**What is asked**
Rewrite the material with "bounding box" replaced by "bounding rectangle" and every other part left as it is. Leave the pictures out of your answer.

**Entries shown**
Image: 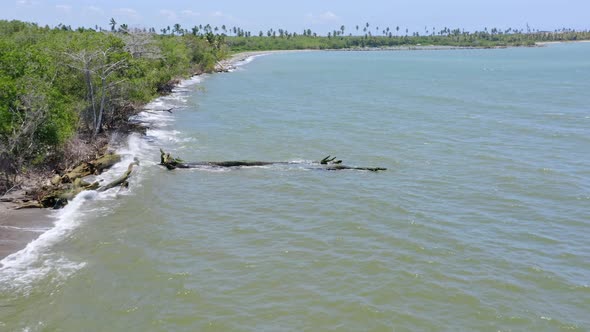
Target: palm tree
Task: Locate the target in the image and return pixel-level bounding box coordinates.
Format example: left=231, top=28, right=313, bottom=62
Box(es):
left=173, top=23, right=181, bottom=35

**Result of the exercise**
Image: 
Target: palm tree
Task: Locate the target in the image and return pixel-level bounding rectangle coordinates.
Format example: left=231, top=28, right=313, bottom=62
Box(es):
left=173, top=23, right=181, bottom=35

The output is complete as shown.